> Data for this exercise
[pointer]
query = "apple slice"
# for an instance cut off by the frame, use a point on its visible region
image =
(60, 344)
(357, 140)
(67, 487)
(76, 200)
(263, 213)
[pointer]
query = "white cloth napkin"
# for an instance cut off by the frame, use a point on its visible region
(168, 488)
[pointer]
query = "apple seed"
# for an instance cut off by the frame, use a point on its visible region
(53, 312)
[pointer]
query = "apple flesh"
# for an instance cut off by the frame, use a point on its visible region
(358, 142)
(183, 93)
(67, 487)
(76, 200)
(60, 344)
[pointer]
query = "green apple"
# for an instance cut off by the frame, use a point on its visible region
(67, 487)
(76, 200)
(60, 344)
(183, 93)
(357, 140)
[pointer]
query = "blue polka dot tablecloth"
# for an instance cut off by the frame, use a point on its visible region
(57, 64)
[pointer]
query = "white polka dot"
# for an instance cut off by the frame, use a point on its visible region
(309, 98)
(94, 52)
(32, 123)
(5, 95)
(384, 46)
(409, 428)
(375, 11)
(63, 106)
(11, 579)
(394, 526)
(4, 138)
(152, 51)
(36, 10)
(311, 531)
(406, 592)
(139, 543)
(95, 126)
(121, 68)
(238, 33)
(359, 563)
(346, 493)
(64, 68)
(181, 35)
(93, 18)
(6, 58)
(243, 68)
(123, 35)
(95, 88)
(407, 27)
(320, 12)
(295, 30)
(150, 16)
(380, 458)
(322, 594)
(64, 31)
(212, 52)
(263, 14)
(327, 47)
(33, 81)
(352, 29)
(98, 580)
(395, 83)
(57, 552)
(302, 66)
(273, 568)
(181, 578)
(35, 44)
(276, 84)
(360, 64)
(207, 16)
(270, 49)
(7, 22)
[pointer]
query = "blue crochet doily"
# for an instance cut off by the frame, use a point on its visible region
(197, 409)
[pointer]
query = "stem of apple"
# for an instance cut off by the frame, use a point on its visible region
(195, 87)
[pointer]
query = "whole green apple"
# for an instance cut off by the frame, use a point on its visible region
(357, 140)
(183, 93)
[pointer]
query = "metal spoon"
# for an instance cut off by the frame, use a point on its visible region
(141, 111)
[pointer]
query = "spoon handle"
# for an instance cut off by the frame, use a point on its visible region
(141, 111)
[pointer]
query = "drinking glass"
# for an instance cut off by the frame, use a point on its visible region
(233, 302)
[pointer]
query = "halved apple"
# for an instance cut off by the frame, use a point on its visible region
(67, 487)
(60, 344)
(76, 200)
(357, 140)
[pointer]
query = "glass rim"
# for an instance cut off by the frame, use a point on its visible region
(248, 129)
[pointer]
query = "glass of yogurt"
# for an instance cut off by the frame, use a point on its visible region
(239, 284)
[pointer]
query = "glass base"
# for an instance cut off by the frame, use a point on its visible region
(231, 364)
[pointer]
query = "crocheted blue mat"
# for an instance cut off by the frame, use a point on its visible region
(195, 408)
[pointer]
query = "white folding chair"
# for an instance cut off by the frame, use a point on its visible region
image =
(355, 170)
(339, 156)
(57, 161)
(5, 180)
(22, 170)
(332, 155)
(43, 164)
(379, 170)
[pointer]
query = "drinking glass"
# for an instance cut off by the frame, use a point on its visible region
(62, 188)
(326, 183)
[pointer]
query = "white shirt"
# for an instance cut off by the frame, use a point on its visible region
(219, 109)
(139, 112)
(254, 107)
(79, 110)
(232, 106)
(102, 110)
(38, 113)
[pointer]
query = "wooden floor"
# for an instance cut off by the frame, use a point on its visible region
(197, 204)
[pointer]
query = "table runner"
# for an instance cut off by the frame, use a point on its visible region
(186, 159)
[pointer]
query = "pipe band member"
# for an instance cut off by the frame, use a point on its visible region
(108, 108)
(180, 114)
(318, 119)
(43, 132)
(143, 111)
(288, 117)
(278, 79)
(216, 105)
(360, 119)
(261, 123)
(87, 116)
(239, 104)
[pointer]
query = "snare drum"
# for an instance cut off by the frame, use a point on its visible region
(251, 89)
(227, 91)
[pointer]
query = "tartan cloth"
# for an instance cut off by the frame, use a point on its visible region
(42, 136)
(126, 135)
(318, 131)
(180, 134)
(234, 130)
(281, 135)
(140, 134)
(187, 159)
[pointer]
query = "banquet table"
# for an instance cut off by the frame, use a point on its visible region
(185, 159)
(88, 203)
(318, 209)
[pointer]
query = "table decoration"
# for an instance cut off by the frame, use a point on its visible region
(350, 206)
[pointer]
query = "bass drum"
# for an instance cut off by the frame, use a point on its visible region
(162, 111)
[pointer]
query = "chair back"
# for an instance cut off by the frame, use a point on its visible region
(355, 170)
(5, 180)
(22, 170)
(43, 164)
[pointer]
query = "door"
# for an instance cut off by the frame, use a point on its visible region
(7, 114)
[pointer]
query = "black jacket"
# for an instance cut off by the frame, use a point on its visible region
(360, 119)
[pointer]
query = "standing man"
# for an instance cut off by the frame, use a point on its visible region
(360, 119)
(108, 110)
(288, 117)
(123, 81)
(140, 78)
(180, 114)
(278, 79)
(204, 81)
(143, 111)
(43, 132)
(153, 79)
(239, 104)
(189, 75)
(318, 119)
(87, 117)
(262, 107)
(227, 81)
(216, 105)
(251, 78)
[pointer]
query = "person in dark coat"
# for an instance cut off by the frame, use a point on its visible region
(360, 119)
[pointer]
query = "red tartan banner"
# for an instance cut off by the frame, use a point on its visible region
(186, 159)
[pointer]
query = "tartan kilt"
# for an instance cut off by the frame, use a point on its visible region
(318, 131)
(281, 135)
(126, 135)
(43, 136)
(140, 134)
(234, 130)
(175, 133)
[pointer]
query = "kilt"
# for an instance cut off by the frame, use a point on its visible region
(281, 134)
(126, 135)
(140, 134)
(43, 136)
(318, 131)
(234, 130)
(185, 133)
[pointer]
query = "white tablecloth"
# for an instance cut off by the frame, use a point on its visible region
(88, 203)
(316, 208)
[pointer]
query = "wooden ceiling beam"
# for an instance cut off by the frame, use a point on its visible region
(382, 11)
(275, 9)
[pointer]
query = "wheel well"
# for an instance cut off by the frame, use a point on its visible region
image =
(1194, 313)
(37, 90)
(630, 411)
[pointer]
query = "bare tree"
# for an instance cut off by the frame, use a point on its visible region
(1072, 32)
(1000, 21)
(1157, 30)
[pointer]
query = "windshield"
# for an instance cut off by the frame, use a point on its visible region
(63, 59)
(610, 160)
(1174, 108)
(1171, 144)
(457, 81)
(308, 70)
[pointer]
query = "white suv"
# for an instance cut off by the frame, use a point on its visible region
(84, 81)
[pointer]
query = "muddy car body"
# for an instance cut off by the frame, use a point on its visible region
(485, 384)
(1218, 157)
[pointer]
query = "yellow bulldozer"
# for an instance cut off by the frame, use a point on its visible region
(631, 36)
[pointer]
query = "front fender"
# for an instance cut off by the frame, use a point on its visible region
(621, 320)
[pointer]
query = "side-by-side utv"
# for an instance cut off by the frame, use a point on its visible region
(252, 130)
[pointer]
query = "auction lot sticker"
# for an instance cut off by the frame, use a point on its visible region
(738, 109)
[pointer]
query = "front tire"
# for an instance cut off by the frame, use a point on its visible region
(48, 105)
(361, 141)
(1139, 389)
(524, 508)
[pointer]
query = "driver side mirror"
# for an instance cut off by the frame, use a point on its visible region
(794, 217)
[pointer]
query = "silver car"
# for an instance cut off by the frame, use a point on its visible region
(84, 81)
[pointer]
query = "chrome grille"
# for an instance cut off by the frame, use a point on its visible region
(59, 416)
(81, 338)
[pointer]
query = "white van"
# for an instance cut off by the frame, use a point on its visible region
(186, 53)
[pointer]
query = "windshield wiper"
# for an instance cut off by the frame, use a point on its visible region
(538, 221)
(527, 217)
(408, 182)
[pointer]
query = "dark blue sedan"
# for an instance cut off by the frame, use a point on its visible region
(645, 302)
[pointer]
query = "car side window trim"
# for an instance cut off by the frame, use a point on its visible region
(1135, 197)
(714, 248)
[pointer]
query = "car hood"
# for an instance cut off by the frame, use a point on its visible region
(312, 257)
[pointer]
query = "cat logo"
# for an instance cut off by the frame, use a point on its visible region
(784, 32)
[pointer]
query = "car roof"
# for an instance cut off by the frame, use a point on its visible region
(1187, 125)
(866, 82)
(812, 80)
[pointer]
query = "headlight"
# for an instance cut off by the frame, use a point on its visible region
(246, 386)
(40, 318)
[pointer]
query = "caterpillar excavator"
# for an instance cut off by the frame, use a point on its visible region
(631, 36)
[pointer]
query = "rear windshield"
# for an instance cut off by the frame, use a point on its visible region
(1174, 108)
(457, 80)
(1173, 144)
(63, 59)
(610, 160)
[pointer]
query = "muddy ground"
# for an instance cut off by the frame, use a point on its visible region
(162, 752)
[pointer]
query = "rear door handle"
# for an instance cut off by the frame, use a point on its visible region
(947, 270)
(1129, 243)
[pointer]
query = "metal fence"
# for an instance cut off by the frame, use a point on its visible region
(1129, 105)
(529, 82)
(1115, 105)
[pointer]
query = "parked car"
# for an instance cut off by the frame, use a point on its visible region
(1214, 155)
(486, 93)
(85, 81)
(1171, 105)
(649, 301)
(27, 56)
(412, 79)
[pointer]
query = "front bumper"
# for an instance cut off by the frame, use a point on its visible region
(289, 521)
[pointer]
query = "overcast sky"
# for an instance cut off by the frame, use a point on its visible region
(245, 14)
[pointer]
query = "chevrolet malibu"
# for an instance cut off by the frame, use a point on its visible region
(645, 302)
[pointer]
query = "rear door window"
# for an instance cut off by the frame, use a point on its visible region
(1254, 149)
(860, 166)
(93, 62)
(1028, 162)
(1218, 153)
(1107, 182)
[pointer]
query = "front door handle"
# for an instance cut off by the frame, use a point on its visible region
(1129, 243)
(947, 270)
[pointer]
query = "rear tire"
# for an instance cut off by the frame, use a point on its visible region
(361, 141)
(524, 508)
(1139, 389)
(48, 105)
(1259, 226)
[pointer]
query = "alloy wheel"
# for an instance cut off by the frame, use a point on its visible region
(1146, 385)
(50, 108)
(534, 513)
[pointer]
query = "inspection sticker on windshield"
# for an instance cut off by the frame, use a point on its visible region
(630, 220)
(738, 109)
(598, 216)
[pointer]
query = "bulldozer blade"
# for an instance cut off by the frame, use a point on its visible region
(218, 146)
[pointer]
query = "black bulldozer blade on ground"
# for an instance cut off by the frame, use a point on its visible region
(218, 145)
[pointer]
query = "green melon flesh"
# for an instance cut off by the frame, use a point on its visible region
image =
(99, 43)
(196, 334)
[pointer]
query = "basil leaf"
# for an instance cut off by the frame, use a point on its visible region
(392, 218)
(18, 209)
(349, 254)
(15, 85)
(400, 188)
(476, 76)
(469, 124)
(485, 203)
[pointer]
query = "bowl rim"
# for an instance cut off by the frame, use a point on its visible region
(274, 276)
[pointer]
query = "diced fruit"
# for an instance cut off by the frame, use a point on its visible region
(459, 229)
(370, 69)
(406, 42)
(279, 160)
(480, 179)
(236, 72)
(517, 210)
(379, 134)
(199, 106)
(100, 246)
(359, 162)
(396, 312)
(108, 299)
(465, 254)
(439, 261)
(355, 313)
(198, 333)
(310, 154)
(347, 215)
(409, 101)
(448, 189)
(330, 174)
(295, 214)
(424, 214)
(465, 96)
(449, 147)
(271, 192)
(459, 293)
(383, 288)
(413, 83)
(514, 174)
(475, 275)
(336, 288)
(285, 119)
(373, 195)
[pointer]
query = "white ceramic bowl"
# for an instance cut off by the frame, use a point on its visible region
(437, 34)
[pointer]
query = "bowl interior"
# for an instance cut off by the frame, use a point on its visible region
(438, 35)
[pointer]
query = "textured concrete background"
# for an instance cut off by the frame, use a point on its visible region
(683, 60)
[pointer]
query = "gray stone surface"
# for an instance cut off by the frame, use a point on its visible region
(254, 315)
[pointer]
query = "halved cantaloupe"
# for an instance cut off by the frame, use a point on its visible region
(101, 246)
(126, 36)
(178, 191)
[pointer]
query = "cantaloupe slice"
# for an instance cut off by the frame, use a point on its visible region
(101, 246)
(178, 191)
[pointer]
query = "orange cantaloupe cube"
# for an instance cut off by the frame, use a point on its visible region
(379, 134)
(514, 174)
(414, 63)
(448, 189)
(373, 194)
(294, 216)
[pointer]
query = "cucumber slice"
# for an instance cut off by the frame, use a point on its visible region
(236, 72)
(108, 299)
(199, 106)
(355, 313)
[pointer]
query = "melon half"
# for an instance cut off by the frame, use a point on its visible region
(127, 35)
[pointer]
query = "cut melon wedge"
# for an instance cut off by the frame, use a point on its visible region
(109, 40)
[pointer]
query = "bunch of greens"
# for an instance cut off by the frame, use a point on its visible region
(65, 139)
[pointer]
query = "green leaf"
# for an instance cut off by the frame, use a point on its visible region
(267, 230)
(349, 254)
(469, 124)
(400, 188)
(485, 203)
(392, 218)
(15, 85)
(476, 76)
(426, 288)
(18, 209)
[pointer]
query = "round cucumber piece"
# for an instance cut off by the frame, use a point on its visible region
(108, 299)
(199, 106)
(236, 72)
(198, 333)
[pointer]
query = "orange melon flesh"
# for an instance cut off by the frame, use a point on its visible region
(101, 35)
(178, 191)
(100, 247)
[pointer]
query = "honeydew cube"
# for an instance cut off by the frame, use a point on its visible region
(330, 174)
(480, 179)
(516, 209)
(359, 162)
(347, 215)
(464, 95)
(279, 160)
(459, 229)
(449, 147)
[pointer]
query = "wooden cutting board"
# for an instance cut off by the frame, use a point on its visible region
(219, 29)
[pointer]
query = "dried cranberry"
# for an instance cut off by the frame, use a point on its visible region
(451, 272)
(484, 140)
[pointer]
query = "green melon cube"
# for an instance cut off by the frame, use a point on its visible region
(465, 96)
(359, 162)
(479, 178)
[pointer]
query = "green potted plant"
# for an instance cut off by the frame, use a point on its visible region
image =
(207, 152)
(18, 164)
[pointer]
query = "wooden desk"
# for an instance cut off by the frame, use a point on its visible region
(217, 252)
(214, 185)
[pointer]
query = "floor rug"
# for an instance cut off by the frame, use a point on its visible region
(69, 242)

> Short problem
Locate each line above that contains the string "melon", and copy every such line out. Case counts.

> Final answer
query = "green melon flesh"
query = "melon half"
query = "cut melon wedge"
query = "orange melon flesh"
query = "green melon cube"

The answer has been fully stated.